Task directions:
In the stem cell article, who is named as the senior author of the study?

Page excerpt:

Study in nonhuman primates traces regeneration of blood and immune systems to 5 percent of transplanted blood stem cells…

stem cells

Researchers have identified a specific subset of adult blood stem cells that is exclusively responsible for repopulating the entire blood and immune system after a transplant.

The discovery has the potential to revolutionise blood stem cell transplantation as well as the delivery and targeting of cell and gene therapies that use healthy versions of the self-renewing stem cells to replace ones that are diseased.

Previously it was believed that several subtypes of blood stem cells are involved at different points in enabling a new blood system to take hold, from initial engraftment to a sustained, maintained healthy system.

“These findings came as a surprise; we had thought that there were multiple types of blood stem cells that take on different roles in rebuilding a blood and immune system,” said senior author Dr Hans-Peter Kiem, Endowed Chair for Cell and Gene Therapy and director of the Stem Cell and Gene Therapy Program at the Fred Hutchinson Cancer Research Center.

“This population does it all,” he said.

While the study was done in nonhuman primates, it shows that the newly identified cell corresponds to a subtype of human blood cell, which behaved identically when tested in vitro. Previous studies in mice report identifying such a subtype of blood stem cell, but there was no matching human version of it.

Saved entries

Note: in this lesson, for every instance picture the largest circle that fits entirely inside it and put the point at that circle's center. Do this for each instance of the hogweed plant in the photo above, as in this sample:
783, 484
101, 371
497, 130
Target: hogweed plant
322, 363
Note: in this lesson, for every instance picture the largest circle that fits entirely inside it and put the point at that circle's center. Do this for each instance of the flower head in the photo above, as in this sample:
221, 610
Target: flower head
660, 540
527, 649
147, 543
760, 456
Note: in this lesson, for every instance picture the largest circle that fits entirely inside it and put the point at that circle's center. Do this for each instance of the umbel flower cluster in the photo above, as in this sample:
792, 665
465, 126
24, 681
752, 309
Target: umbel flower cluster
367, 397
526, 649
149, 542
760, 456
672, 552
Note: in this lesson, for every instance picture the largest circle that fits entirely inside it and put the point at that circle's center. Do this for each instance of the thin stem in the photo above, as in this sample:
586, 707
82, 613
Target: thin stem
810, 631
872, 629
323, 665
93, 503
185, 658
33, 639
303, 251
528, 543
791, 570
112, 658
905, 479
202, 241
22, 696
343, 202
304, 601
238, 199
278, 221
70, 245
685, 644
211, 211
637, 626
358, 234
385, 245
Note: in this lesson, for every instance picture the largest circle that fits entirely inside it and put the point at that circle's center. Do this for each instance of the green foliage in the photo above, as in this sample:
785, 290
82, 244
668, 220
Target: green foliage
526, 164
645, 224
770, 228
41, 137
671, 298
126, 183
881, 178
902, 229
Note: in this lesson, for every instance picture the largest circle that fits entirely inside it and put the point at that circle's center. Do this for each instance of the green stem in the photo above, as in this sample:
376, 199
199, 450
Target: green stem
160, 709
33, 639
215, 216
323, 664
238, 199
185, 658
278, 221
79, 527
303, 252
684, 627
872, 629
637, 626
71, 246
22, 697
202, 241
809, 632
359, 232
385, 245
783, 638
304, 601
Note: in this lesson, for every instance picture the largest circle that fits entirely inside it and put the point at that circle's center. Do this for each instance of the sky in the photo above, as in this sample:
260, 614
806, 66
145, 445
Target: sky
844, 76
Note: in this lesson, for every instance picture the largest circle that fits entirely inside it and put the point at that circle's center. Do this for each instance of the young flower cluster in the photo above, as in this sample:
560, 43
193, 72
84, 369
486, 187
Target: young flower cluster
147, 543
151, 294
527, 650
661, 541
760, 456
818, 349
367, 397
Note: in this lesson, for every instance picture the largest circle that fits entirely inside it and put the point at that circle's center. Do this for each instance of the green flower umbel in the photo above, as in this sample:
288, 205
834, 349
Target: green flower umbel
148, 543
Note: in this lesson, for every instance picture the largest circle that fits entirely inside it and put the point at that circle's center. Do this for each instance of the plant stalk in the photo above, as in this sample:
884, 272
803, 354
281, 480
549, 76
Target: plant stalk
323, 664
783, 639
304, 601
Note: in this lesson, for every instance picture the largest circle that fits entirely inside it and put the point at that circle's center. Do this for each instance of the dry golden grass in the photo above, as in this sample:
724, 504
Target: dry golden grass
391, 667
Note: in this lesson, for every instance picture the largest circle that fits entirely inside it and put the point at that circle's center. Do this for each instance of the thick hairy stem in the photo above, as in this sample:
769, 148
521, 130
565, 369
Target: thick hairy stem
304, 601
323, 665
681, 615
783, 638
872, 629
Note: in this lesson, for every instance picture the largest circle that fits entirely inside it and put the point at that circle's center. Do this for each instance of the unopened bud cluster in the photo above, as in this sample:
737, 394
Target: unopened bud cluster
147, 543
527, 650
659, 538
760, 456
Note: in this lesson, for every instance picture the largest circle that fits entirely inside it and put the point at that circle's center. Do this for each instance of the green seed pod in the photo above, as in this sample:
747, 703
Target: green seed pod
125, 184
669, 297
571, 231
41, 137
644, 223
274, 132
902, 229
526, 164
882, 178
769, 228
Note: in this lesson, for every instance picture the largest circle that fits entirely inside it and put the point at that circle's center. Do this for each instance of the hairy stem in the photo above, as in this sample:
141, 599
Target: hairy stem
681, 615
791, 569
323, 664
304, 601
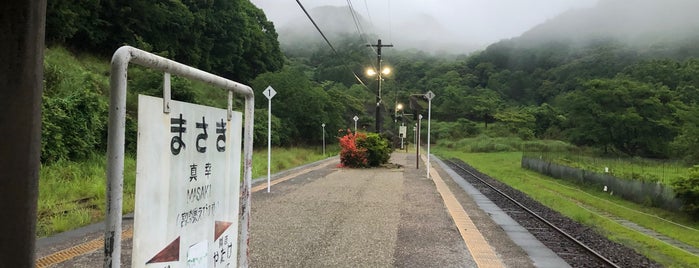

Solution below:
Dr Hans-Peter Kiem